-- EXTRACT PROVIDED --

• • • • •

Taxing Collective Security
- Bhaskar Nath Biswal
- 4 hours ago
- 3 min read
While GST relief for individual insurance is welcome, but taxing group insurance at 18 percent weakens India’s largest vehicle for mass social protection.

In a landmark reform, the Indian government abolished the Goods and Services Tax (GST) on individual life and health insurance, advancing its ambition of “Insurance for All by 2047.” By removing the 18 percent tax burden on retail policies, the state lowered the cost of financial protection for millions of households confronting rising medical expenses and economic uncertainty.
Yet beneath the celebration lies a glaring contradiction. While individual policyholders now enjoy a tax-free regime, group insurance — the backbone of mass insurance coverage in India — continues to attract 18 percent GST. This silent tax on collective security risks undermining the very inclusivity the reform was meant to achieve.
Effective Mechanism
Group insurance is far from a niche corporate benefit. It is India’s most effective mechanism for extending financial protection to millions of workers and families. In FY 2024-25, the life insurance industry collected around Rs. 8.86 lakh crore in premiums. Though individual policies dominate public attention, group schemes account for a far larger share of lives covered, protecting employees, members of cooperatives, borrowers of microfinance institutions and workers in countless organised and semi-organised sectors.
The imbalance is even sharper in health insurance. Of nearly 58 crore insured lives in India, almost 47.4 percent are covered through group or employer-sponsored policies, while individual retail policies account for only 10.3 percent. In practical terms, for every person buying an individual policy, several others receive protection through group arrangements. Yet these collective policies remain taxed at a rate usually reserved for standard commercial services.

• • • • •

-- DATA UNDER STUDY --
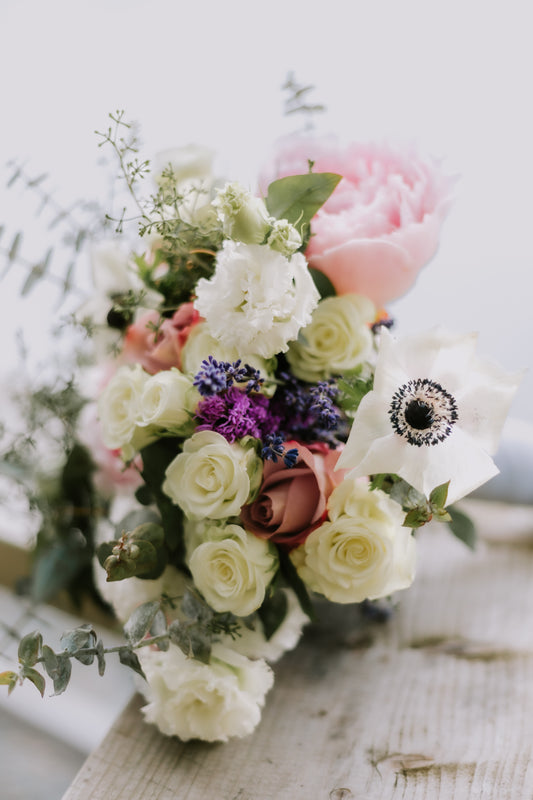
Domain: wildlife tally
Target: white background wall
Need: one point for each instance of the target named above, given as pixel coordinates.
(454, 77)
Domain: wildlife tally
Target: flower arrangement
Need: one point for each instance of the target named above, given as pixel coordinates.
(258, 437)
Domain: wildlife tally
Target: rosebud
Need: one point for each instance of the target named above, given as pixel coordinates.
(244, 217)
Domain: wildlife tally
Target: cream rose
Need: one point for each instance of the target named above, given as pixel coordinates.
(364, 554)
(168, 401)
(232, 569)
(119, 406)
(337, 339)
(213, 702)
(211, 478)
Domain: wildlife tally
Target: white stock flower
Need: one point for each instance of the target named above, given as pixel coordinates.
(232, 569)
(244, 217)
(211, 477)
(213, 702)
(168, 401)
(191, 162)
(252, 642)
(337, 339)
(119, 406)
(257, 300)
(363, 555)
(200, 345)
(435, 414)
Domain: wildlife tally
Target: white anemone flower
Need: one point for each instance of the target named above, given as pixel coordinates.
(435, 414)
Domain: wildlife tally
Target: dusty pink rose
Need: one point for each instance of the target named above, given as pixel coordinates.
(156, 351)
(291, 502)
(381, 224)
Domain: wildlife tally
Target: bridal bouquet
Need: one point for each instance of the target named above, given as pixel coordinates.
(258, 437)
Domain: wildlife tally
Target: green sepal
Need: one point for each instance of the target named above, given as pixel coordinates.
(462, 527)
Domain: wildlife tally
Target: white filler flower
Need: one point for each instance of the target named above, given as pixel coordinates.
(258, 299)
(435, 414)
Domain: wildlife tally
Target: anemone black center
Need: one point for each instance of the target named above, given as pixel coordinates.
(419, 414)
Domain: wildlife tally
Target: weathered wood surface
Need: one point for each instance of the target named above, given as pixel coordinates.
(437, 704)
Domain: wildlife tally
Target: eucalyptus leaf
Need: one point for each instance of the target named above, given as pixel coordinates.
(30, 648)
(129, 659)
(297, 198)
(62, 673)
(34, 677)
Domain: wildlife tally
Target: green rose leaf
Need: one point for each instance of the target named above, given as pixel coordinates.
(297, 198)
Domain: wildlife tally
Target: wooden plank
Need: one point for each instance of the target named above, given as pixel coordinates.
(435, 704)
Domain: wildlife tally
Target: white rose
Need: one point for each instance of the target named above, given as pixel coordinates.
(213, 702)
(232, 569)
(168, 401)
(257, 300)
(244, 217)
(253, 643)
(119, 406)
(211, 477)
(365, 554)
(338, 338)
(200, 345)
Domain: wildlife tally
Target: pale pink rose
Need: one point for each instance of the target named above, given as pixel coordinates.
(111, 475)
(292, 501)
(381, 224)
(161, 349)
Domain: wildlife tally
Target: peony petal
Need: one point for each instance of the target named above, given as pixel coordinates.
(380, 270)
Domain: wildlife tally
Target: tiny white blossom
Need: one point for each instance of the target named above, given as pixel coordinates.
(257, 300)
(435, 414)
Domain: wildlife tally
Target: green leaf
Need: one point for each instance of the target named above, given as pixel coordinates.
(141, 620)
(462, 527)
(438, 496)
(78, 639)
(61, 674)
(30, 648)
(127, 657)
(34, 677)
(9, 679)
(297, 198)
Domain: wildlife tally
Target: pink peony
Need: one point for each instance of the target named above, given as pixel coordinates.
(381, 224)
(292, 501)
(156, 351)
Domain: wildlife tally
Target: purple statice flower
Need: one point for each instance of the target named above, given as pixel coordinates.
(215, 377)
(273, 449)
(235, 414)
(307, 411)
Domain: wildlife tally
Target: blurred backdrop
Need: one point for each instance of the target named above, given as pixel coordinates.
(453, 78)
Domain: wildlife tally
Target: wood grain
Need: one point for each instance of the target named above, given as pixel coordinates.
(436, 704)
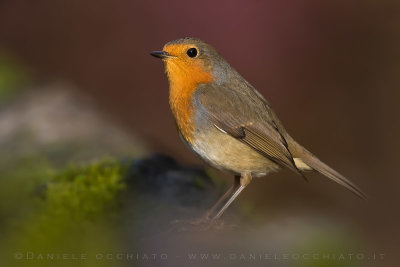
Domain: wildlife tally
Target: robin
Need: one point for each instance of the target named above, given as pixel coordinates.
(228, 123)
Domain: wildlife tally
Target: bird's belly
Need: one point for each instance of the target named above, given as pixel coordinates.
(225, 152)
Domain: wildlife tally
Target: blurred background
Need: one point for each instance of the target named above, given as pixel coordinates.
(81, 99)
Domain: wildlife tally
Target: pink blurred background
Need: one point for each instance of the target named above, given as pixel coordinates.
(329, 68)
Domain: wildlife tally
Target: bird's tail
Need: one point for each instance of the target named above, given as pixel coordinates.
(305, 160)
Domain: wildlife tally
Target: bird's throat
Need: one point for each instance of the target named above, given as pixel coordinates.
(183, 82)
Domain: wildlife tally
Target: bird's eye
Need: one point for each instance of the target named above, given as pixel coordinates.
(192, 52)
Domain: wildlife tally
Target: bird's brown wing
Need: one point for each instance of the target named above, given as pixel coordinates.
(246, 116)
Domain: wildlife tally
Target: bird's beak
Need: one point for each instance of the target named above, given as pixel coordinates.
(160, 54)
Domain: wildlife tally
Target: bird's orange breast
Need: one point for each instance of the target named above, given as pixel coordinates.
(184, 79)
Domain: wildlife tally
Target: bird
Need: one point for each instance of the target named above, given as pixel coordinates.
(228, 123)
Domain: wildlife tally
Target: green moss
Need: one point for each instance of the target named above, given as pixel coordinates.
(73, 212)
(12, 75)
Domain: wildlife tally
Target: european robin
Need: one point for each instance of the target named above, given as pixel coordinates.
(226, 121)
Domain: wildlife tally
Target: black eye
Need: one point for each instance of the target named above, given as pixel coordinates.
(192, 52)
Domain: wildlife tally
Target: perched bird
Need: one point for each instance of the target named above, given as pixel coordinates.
(226, 121)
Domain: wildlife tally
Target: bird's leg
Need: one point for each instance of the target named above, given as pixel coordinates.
(231, 189)
(244, 181)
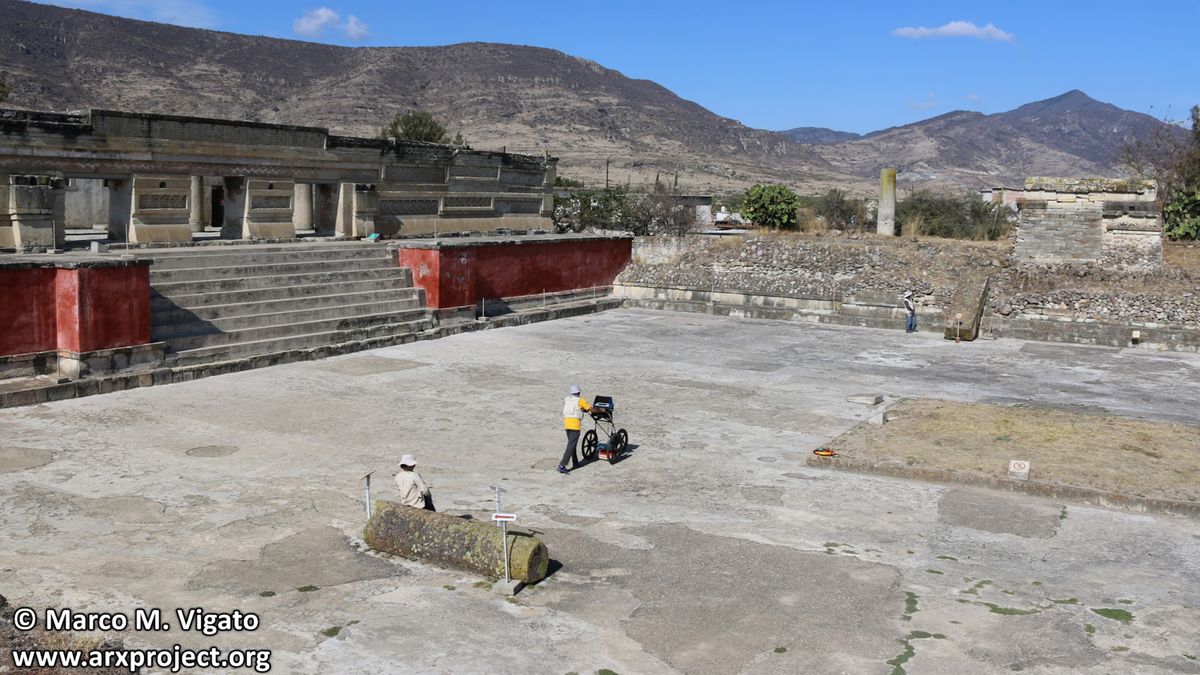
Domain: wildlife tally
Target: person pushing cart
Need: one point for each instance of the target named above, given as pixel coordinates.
(574, 406)
(615, 442)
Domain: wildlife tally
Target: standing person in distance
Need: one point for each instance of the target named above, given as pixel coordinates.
(910, 309)
(574, 406)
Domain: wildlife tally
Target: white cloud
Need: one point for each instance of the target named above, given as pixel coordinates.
(957, 29)
(193, 13)
(354, 28)
(315, 22)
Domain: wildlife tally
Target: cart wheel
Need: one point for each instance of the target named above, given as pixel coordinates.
(589, 444)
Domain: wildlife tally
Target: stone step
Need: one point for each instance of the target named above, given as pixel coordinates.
(219, 257)
(292, 329)
(173, 288)
(208, 297)
(167, 312)
(305, 341)
(297, 312)
(267, 269)
(244, 248)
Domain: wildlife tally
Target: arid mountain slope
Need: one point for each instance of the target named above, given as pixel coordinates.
(527, 99)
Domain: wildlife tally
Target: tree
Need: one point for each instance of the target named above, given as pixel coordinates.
(415, 125)
(839, 210)
(1181, 204)
(1171, 156)
(771, 205)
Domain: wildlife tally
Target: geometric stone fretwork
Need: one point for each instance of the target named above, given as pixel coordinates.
(269, 209)
(467, 202)
(519, 205)
(522, 178)
(151, 202)
(487, 173)
(401, 173)
(271, 202)
(408, 207)
(161, 209)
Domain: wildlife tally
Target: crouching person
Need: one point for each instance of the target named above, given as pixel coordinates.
(413, 490)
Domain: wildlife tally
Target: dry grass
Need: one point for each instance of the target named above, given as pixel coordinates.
(1150, 459)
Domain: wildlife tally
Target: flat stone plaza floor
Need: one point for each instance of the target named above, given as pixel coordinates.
(711, 549)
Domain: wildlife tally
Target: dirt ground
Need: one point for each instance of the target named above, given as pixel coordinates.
(1119, 454)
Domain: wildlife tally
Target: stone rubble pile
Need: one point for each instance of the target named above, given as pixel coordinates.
(1092, 292)
(811, 267)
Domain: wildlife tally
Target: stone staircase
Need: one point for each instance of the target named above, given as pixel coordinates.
(220, 303)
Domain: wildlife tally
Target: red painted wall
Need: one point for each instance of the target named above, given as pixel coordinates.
(27, 311)
(103, 308)
(455, 276)
(73, 309)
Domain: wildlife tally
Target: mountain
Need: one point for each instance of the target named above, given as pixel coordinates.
(523, 99)
(819, 135)
(528, 99)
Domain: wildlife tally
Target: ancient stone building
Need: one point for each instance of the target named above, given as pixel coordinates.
(1089, 220)
(167, 177)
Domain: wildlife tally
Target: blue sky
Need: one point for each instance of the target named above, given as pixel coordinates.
(849, 65)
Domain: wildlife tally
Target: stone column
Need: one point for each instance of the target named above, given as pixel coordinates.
(59, 213)
(301, 207)
(886, 217)
(120, 205)
(324, 211)
(235, 207)
(345, 225)
(196, 204)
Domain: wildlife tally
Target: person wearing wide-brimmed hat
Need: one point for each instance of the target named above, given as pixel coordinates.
(574, 406)
(413, 490)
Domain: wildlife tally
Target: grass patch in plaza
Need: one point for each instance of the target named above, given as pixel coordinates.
(1122, 615)
(1102, 452)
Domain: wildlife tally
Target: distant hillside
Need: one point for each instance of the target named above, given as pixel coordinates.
(819, 135)
(528, 99)
(1069, 135)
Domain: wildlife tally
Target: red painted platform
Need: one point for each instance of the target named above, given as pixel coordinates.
(461, 272)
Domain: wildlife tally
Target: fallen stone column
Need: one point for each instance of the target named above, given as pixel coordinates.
(454, 542)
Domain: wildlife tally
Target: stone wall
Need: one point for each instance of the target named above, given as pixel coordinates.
(1089, 220)
(811, 267)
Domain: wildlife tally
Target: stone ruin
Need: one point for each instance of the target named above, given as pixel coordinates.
(1089, 220)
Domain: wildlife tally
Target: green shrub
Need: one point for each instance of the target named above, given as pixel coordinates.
(771, 205)
(967, 216)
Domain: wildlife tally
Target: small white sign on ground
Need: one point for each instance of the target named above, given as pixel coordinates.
(1019, 469)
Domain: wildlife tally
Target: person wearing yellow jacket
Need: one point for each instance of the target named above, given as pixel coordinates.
(574, 406)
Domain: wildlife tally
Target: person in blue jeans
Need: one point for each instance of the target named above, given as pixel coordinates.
(910, 309)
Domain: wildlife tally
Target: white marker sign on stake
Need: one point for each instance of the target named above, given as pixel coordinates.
(1019, 470)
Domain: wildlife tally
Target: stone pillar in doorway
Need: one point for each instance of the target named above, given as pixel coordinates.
(196, 204)
(120, 208)
(886, 217)
(301, 207)
(324, 209)
(234, 207)
(59, 213)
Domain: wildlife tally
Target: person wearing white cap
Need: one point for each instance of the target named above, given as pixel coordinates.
(910, 308)
(574, 406)
(413, 490)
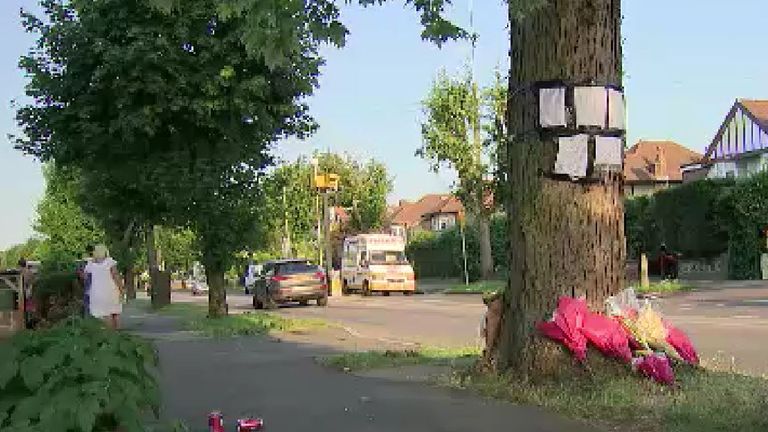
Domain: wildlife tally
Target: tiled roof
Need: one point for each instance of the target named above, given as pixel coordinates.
(758, 108)
(642, 159)
(411, 214)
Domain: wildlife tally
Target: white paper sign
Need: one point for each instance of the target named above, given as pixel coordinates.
(552, 107)
(616, 110)
(572, 156)
(591, 104)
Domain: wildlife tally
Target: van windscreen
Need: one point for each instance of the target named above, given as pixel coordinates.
(388, 257)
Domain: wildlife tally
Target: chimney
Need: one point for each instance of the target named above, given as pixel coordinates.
(660, 165)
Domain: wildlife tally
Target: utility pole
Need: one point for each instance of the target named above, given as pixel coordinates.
(327, 238)
(287, 232)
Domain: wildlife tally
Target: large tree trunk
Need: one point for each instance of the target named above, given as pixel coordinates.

• • • • •

-- PROBLEMS TO SOLVE --
[1] Using the article on insurance taxation, answer these questions:
(a) What GST rate still applies to group insurance?
(b) About how much did the life insurance industry collect in premiums in FY 2024-25?
(c) In health insurance, what percentage of insured lives do individual retail policies account for?
[2] List every group of people that the article on insurance taxation says group schemes protect.

-- ANSWER SECTION --
[1]
(a) 18 percent
(b) Around Rs. 8.86 lakh crore
(c) 10.3 percent

[2]
- Employees
- Members of cooperatives
- Borrowers of microfinance institutions
- Workers in countless organised and semi-organised sectors